= DEINE AUFGABEN =
A. Was fällt Menschen mit „unsicher-vermeidender“ Bindung laut dem Text über Bindungsstile schwer?
B. Schreib den Text über Bindungsstile in Partnerschaften nach seinem letzten Satz weiter.

= TEXT =
• • • • •

Unsichere suchen Unsichere

Wie harmonisch eine Partnerschaft verläuft, hängt unter anderem vom Bindungsstil der Beteiligten ab, einer Art Blaupause für Beziehungen, die jeder Mensch bereits in der Kindheit anlegt. Als „sicher gebunden“ gelten Menschen, die sich vertrauensvoll öffnen können, ohne ihre Eigenständigkeit aufzugeben. Sie haben keine Angst vor Nähe, geraten aber auch nicht in Panik, wenn die Bezugsperson gerade nicht verfügbar ist. Eine unsichere Bindung hingegen kann sich auf verschiedene Arten zeigen. „Unsicher-vermeidend“ Gebundenen etwa fällt es schwer, Nähe zuzulassen, während „unsicher-ängstlich“ Gebundene schnell fürchten, den Menschen, den sie lieben, wieder zu verlieren.

• • • • •

= DATEN =
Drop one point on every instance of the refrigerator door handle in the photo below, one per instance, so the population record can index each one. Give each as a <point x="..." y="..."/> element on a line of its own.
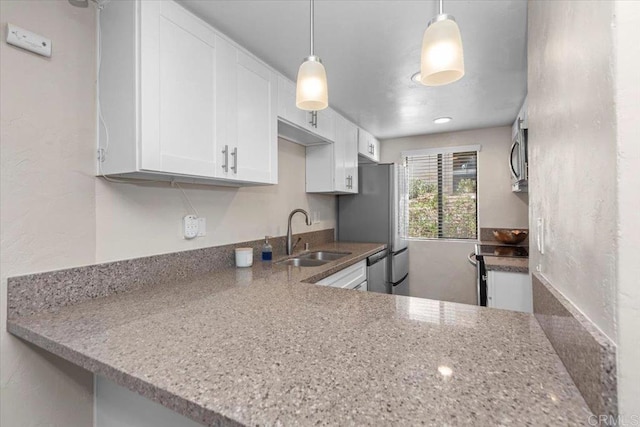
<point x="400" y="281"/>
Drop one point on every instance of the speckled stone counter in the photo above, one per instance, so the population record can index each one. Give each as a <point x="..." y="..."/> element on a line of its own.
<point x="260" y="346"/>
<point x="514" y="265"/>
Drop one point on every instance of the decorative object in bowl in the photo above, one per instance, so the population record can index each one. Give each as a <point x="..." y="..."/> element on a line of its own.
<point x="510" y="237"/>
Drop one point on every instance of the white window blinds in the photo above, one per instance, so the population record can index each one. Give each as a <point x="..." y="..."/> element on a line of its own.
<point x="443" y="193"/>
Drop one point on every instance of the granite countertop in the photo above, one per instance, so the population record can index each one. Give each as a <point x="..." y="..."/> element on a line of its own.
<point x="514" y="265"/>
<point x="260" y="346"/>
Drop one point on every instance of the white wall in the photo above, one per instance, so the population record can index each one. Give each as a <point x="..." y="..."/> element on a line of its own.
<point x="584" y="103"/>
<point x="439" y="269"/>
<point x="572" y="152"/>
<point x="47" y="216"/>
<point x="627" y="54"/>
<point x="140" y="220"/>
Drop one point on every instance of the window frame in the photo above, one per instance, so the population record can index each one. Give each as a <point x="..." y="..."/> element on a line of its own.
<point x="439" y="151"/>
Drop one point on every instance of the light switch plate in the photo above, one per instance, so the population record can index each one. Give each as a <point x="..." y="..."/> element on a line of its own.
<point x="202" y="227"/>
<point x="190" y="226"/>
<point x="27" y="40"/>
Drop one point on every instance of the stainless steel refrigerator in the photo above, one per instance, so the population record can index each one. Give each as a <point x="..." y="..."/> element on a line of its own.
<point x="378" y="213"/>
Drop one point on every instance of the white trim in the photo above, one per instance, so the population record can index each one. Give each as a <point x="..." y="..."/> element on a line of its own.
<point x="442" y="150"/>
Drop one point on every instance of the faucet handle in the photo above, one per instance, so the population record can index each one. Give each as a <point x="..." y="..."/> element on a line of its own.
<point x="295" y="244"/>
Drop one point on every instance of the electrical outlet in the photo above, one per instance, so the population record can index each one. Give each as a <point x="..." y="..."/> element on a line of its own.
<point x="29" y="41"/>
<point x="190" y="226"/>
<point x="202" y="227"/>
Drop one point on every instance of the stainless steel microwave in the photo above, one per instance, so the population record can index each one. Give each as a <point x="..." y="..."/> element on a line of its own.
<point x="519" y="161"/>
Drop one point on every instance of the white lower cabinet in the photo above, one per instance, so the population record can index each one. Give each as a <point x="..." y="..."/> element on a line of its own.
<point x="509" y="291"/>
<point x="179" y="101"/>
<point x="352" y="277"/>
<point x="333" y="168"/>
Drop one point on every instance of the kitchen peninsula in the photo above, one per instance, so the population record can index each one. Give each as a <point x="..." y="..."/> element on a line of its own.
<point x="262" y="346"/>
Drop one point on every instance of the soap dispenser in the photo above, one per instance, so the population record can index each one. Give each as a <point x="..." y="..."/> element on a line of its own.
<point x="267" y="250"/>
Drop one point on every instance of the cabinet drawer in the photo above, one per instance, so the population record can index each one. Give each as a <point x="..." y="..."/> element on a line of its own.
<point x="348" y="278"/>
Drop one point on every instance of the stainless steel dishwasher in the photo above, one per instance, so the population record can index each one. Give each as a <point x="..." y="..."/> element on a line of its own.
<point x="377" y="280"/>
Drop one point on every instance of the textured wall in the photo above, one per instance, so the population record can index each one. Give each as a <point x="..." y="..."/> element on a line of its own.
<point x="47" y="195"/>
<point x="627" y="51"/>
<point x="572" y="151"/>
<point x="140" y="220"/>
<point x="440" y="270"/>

• • • • •

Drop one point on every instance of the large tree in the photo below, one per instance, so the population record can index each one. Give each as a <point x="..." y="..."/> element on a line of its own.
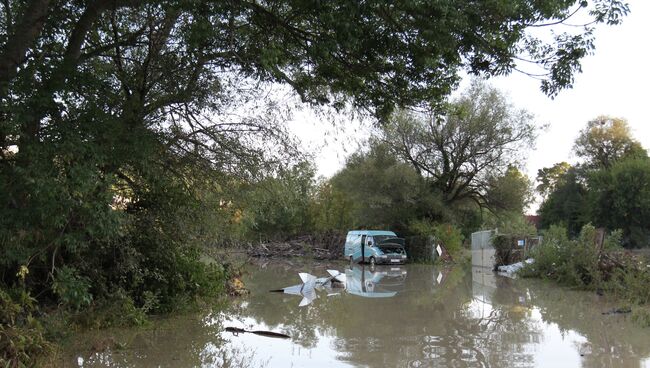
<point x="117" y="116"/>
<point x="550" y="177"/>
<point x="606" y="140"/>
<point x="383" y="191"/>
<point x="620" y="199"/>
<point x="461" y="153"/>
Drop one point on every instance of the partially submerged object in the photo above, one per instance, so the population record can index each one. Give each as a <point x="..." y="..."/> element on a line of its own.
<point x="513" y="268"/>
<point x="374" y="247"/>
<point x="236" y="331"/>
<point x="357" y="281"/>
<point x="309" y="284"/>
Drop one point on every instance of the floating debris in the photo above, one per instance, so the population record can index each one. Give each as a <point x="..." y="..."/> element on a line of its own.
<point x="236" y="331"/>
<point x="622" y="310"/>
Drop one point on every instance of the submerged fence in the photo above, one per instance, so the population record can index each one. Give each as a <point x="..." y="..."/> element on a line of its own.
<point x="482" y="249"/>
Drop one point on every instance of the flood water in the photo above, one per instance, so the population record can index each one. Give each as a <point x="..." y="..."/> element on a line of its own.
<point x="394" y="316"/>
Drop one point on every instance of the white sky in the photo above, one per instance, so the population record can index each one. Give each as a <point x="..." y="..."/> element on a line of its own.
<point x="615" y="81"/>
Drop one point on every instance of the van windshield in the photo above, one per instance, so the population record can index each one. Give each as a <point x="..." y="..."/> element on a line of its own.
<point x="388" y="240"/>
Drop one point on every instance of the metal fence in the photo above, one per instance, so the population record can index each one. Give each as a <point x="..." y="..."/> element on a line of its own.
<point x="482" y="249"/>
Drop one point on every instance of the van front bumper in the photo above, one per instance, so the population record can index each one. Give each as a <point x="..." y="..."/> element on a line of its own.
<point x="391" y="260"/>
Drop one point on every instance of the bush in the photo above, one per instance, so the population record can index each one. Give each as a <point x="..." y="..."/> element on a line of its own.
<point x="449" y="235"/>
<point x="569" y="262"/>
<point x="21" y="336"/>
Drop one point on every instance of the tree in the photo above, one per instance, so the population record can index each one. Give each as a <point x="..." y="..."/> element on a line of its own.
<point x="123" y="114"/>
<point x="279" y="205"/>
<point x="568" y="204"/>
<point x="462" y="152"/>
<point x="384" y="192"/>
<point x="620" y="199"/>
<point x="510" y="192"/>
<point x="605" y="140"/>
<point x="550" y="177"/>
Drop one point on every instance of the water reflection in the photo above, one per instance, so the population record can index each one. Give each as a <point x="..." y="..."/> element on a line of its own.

• • • • •

= LÖSUNGEN =
A. Es fällt ihnen schwer, Nähe zuzulassen.

B.
Heute weiß man: Wer mit wem zusammenkommt, ist oft kein Zufall. Sicher und sicher gesellt sich gern, unsicher gebundene Menschen suchen sich häufig eine Person, die einen ähnlichen Grad an Bindungsproblemen mitbringt. Eine Kombination sei dabei typisch, sagt Christian Roesler, Paartherapeut und Professor für klinische Psychologie an der Katholischen Hochschule Freiburg: „Mit am häufigsten sehen wir in der Therapie Paare, von denen eine Person unsicher- vermeidend, die andere unsicher-ängstlich gebunden ist. Hier ziehen sich Gegensätze an.“

Heißt: In konfliktreichen Beziehungen leidet häufig eine Person unter Verlust­angst. Sie benötigt viel Bestätigung, um sich sicher zu fühlen. Der Partner jedoch – tatsächlich nehmen diese Rolle eher Männer ein – wird umso kühler und abweisender, je mehr er sich bedrängt fühlt. Die Folge ist mitunter ein Teufelskreis aus Klammern und Mauern, der die Beziehung zu zerstören droht.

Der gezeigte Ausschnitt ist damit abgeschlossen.